Given request:
Copy the part that opens with the line containing "target: olive green pants" and closes with the line containing "[[374, 253], [950, 168], [35, 249], [948, 188]]", substituting "example output" for every "sample output" and leaving all else unchanged.

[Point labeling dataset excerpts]

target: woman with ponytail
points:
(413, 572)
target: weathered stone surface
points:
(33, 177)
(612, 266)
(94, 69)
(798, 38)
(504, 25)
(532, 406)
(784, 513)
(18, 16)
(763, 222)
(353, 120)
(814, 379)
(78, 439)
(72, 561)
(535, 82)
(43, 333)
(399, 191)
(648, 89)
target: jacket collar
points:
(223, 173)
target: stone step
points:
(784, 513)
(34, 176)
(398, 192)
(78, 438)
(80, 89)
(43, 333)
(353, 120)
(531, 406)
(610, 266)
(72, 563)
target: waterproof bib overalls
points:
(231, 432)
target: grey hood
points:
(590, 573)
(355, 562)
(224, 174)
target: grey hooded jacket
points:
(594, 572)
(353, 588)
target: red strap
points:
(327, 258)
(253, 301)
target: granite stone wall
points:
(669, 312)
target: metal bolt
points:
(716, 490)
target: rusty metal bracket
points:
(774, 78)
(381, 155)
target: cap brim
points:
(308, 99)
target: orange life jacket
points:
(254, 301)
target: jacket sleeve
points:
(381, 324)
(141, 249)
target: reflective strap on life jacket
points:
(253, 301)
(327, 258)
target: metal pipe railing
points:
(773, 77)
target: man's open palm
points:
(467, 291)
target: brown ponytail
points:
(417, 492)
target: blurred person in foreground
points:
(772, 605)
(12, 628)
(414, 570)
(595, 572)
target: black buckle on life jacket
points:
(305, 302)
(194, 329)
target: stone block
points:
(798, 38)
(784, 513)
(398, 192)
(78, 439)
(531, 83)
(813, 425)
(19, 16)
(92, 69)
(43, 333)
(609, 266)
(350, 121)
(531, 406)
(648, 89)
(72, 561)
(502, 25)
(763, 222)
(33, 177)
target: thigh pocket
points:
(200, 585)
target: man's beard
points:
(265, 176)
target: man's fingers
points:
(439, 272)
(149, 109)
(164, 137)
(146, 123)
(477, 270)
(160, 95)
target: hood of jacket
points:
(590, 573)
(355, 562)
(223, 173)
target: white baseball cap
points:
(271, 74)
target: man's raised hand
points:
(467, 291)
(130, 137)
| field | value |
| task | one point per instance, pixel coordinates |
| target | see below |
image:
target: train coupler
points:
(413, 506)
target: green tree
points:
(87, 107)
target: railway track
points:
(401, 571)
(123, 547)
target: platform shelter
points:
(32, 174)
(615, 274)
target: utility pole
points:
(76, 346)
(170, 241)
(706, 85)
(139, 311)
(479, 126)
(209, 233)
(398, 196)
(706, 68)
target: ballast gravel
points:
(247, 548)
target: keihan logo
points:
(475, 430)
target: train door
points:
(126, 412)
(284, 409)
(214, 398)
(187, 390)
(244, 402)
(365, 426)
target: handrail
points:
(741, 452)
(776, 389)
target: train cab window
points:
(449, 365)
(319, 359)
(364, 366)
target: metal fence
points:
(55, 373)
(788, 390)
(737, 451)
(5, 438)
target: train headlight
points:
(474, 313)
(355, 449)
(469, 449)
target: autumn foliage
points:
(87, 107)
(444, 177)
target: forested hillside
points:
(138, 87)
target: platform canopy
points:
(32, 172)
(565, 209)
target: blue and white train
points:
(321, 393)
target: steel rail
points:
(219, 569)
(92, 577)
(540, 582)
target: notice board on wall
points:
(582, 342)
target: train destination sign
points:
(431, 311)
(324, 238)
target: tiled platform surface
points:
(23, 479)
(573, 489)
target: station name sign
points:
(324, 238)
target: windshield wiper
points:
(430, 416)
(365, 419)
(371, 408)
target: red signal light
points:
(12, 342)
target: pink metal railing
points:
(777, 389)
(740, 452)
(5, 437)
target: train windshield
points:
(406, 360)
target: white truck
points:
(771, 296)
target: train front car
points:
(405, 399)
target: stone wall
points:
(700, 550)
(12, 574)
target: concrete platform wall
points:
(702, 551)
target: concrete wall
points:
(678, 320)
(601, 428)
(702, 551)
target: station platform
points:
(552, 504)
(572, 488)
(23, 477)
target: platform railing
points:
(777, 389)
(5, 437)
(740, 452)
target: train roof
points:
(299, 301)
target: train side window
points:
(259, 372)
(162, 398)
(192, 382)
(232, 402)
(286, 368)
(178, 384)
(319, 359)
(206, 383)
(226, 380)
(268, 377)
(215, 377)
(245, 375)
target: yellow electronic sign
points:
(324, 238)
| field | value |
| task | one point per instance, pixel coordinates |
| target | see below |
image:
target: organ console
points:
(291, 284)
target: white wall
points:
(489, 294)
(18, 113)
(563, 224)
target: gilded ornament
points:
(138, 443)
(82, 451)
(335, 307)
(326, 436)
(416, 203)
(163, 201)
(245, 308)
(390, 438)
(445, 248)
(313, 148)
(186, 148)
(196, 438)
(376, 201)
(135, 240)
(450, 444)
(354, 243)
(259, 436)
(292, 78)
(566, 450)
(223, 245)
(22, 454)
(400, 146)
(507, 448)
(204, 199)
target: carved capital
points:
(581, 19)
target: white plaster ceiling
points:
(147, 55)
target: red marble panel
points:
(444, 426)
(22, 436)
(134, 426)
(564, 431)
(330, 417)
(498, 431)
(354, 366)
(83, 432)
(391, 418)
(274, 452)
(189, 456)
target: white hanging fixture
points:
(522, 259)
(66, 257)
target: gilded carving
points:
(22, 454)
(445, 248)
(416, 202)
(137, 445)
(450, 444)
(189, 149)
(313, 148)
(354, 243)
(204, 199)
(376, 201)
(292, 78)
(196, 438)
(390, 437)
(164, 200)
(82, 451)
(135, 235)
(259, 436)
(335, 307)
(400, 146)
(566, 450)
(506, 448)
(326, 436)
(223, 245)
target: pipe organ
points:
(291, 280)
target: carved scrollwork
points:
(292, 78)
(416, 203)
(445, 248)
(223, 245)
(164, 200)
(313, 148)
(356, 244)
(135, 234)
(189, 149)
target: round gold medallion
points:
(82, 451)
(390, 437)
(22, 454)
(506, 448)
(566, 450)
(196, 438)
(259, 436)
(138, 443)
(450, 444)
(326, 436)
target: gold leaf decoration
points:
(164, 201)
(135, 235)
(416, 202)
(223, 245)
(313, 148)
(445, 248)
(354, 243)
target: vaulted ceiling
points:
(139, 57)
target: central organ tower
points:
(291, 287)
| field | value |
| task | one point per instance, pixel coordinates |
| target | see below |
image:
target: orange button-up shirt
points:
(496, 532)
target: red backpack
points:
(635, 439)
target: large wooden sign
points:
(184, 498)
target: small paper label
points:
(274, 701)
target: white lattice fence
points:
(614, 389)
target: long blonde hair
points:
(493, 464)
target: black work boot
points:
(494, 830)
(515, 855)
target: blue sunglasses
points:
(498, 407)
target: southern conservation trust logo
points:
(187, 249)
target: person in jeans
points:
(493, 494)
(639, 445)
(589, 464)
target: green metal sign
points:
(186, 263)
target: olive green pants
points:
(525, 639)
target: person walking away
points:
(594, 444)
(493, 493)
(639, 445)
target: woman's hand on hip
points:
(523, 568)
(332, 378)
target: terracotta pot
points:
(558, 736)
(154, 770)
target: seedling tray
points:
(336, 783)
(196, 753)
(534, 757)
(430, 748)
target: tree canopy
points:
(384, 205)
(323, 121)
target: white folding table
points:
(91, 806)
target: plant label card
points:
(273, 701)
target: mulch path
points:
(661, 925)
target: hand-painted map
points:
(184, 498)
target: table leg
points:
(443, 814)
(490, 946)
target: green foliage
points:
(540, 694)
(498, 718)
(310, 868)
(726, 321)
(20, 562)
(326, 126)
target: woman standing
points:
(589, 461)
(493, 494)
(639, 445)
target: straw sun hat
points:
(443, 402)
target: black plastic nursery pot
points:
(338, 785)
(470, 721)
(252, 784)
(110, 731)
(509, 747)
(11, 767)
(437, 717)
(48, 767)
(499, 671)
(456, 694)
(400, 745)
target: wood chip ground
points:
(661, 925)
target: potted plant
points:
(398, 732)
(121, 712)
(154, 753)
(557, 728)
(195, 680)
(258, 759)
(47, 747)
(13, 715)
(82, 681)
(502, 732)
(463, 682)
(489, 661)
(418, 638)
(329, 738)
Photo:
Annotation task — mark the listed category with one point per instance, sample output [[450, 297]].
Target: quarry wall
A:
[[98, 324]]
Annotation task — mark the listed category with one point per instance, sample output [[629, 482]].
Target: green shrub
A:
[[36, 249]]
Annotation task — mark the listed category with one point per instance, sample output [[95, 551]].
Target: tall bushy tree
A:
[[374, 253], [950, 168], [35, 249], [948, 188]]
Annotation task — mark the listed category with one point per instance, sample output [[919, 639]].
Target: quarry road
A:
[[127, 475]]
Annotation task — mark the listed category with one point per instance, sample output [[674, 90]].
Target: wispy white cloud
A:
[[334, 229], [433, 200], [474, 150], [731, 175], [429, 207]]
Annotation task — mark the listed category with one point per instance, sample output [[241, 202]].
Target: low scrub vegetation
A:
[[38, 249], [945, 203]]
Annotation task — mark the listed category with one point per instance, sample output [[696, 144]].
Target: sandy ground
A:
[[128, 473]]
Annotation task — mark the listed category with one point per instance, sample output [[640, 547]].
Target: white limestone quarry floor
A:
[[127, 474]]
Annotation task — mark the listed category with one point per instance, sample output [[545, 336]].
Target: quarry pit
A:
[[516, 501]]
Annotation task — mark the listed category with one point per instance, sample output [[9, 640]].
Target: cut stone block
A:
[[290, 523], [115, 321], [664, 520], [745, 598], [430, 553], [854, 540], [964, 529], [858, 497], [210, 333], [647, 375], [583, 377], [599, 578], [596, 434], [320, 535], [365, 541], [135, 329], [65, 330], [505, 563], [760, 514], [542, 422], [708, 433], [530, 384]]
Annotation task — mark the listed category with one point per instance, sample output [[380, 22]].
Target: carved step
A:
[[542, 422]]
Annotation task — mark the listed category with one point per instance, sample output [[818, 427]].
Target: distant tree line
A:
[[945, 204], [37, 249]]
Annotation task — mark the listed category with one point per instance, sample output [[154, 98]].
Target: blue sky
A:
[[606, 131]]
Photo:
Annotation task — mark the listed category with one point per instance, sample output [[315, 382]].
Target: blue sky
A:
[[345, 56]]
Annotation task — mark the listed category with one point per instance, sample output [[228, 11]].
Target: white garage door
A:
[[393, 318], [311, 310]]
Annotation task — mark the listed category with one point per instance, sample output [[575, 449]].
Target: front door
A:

The completed task:
target: olive green pants
points:
(525, 639)
target: person walking away
points:
(594, 444)
(493, 493)
(639, 445)
target: woman's hand on hip
points:
(523, 568)
(332, 378)
target: terracotta pot
points:
(558, 736)
(154, 770)
target: seedling tray
points:
(336, 783)
(196, 753)
(534, 757)
(430, 748)
target: tree canopy
points:
(384, 205)
(323, 121)
target: white folding table
points:
(91, 806)
target: plant label card
points:
(273, 701)
target: mulch path
points:
(661, 925)
target: hand-painted map
points:
(184, 498)
target: table leg
points:
(443, 814)
(490, 946)
target: green foliage
points:
(540, 694)
(498, 718)
(310, 868)
(726, 321)
(20, 562)
(326, 126)
target: woman standing
points:
(589, 461)
(493, 494)
(639, 445)
target: straw sun hat
points:
(443, 402)
target: black plastic nursery pot
points:
(338, 785)
(470, 721)
(252, 784)
(110, 731)
(509, 747)
(11, 767)
(437, 717)
(48, 767)
(499, 671)
(456, 694)
(400, 745)
target: wood chip ground
points:
(661, 925)
target: potted plant
points:
(398, 732)
(121, 712)
(154, 753)
(557, 728)
(195, 680)
(258, 759)
(47, 747)
(13, 715)
(82, 681)
(502, 732)
(463, 682)
(489, 661)
(418, 638)
(329, 738)
Photo:
Annotation task — mark the listed category with one point per instance, example output [[450, 297]].
Target: quarry wall
A:
[[98, 324]]
Annotation task — mark the listed category with one point per instance, example output [[629, 482]].
Target: green shrub
A:
[[36, 249]]
Annotation task — mark the listed category with one point per instance, example output [[95, 551]].
Target: tall bushy tree
A:
[[374, 253], [950, 168], [35, 249], [948, 188]]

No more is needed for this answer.